**TEKS SUMBER**

****

Otonomi Khusus (Otsus) Provinsi Papua, yang diamanatkan dalam UU No. 21 Tahun 2001, telah berjalan kurang lebih delapan tahun. Selayaknya di usianya yang semakin dewasa ini sudah dapat dirasakan manfaatnya oleh orang Papua, namun dalam kenyataannya justru menuai banyak kontroversi, baik dari substansi, penafsiran maupun pelaksanaanya, yang disebabkan karena dinamika yang begitu cepat. Bahkan muncul wacana untuk mengembalikan Otsus.
Dalam sebuah diskusi panel yang diselenggarakan dalam rangka HUT Majalah Berita Foja yang pertama, bertema ‘Papua 2010’ yang dipandu oleh Direktur Pemberitaan Majalah Berita Foja Agus Ohee, sementara bertidak sebagai panelis Wakil Walikota Jayapura Sudjarwo, BA, yang membeberkan sejumlah masalah yang belum terselesaikan di Kota Jayapura, seperti sanitasi, pasar, jalan dan lalu lintas, dan lain-lain, sementara Kabid. Humas Polda Papua Agus Rianto yang mengungkapkan perlunya pendekatan pelayanan aparat kepolisian, yang lebih maksimal kepada masyarakat, serta kesiapan aparat untuk menghadapi agenda pilkada secara serentak di 22 kabupaten dan 1 kotamadya.
Sebuah wacana klasik untuk merevisi UU Otsus dilemparkan oleh Ketua Democratic Center (DC) Uncen Jayapura Drs. Mohammad Abud Musa’ad, M.Si. “Hal-hal yang mendasar saya kira dari pasal 1 sampai pasal 79 banyak sekali pasal UU Otsus yang tidak sesuai lagi dengan dinamika yang berkembang. Ada yang multi tafsir. Salah satunya adalah penggunaan dana APBD Papua yang digunakan untuk membiayai program pembangunan di Provinsi Papua Barat.
UU itu berjudul UU No. 21 Otonomi khusus bagi Provinsi Papua. Jadi dengan tegas hanya untuk Provinsi Papua bukan untuk provinsi lain. Kenyataannya tidak seperti itu. Pembagian dana Otsus yang 70% untuk Papua, dan 30% untuk Papua Barat, apa dasar hukum pembagian ini. Bahkan anggaran untuk pendidikan digunakan untuk pabrik kursi di sana. Hal ini menunjukkan adanya pengabaian supremasi hukum, etika dan moral serta prinsip akuntabilitas. Mau tidak mau di Papua ini justru hukum yang meyesuaikan dengan dinamika politik, karena situasi yang tidak memungkinkan,” kata Musaad. Hal lain yang dikemukakan oleh Musa’ad adalah kontroversi tentang kedudukan MRP.
Menurutnya hadirnya Perpu No. 1 Tahun 2008 tentang Perubahan atas UU No. 21 Tahun 2001, merupakan kebijakan yang kontraproduktif. Sebab menurutnya, materi muatan dalam Perpu No 1 Tahun 2008 yang selanjutnya ditetapkan menjadi UU No. 35 Tahun 2008, tidak cukup mampu menyelesaikan permasalahan Papua Barat. Perpu tersebut hanya berisi dua hal yakni pertama, hanya menjelaskan bahwa Provinsi Papua yang sebelumnya bernama Provinsi Irian Jaya sekarang menjadi Provinsi Papua dan Papua Barat.

****

**SOAL LATIHAN 1**
Ringkaslah dalam bentuk daftar paragraf teks sumber yang diawali kata-kata "Dalam sebuah diskusi panel". Pertahankan fakta-fakta pokoknya.
**SOAL LATIHAN 2**
Jawablah pertanyaan berikut berdasarkan teks sumber:
(a) Undang-undang apa yang mengamanatkan Otonomi Khusus Provinsi Papua?
(b) Bagaimana pembagian dana Otsus antara Papua dan Papua Barat yang dipersoalkan Musa'ad?
(c) Perpu No. 1 Tahun 2008 selanjutnya ditetapkan menjadi undang-undang apa?
**SOAL LATIHAN 3**
Kembalikan tanpa perubahan bagian teks sumber yang diawali kata-kata "Dalam sebuah diskusi" dan diakhiri kata-kata "dan 1 kotamadya.".
Entri berikut tidak diperlukan dalam pengerjaan.

****

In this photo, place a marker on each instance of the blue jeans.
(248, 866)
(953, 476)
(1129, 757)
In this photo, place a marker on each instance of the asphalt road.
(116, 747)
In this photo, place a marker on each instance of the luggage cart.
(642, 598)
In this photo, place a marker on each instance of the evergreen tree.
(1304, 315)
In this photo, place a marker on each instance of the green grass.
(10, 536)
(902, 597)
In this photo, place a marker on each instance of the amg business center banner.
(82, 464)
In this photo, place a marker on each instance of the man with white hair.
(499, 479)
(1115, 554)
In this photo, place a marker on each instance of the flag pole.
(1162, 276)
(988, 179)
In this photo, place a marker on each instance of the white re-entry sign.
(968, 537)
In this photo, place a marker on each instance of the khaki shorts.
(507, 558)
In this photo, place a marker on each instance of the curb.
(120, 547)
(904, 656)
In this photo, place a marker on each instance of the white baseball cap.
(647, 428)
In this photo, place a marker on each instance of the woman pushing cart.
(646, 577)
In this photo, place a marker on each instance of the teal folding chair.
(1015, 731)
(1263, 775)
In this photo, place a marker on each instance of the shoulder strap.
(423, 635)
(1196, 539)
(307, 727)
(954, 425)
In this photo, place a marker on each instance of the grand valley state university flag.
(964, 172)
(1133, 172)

****

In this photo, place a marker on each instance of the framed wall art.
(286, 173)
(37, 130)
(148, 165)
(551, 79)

****

**JAWABAN TERTULIS 1**
- Acara: diskusi panel dalam rangka HUT pertama Majalah Berita Foja, bertema 'Papua 2010'.
- Pemandu: Direktur Pemberitaan Majalah Berita Foja, Agus Ohee.
- Panelis pertama: Wakil Walikota Jayapura Sudjarwo, BA. Ia memaparkan sejumlah masalah Kota Jayapura yang belum terselesaikan, seperti sanitasi, pasar, serta jalan dan lalu lintas.
- Panelis kedua: Kabid. Humas Polda Papua Agus Rianto. Ia menyampaikan perlunya pelayanan aparat kepolisian yang lebih maksimal kepada masyarakat. Ia juga membahas kesiapan aparat menghadapi pilkada serentak di 22 kabupaten dan 1 kotamadya.

**JAWABAN TERTULIS 2**
(a) UU No. 21 Tahun 2001.
(b) 70% untuk Papua dan 30% untuk Papua Barat.
(c) UU No. 35 Tahun 2008.

**JAWABAN TERTULIS 3**
Dalam sebuah diskusi panel yang diselenggarakan dalam rangka HUT Majalah Berita Foja yang pertama, bertema ‘Papua 2010’ yang dipandu oleh Direktur Pemberitaan Majalah Berita Foja Agus Ohee, sementara bertidak sebagai panelis Wakil Walikota Jayapura Sudjarwo, BA, yang membeberkan sejumlah masalah yang belum terselesaikan di Kota Jayapura, seperti sanitasi, pasar, jalan dan lalu lintas, dan lain-lain, sementara Kabid. Humas Polda Papua Agus Rianto yang mengungkapkan perlunya pendekatan pelayanan aparat kepolisian, yang lebih maksimal kepada masyarakat, serta kesiapan aparat untuk menghadapi agenda pilkada secara serentak di 22 kabupaten dan 1 kotamadya.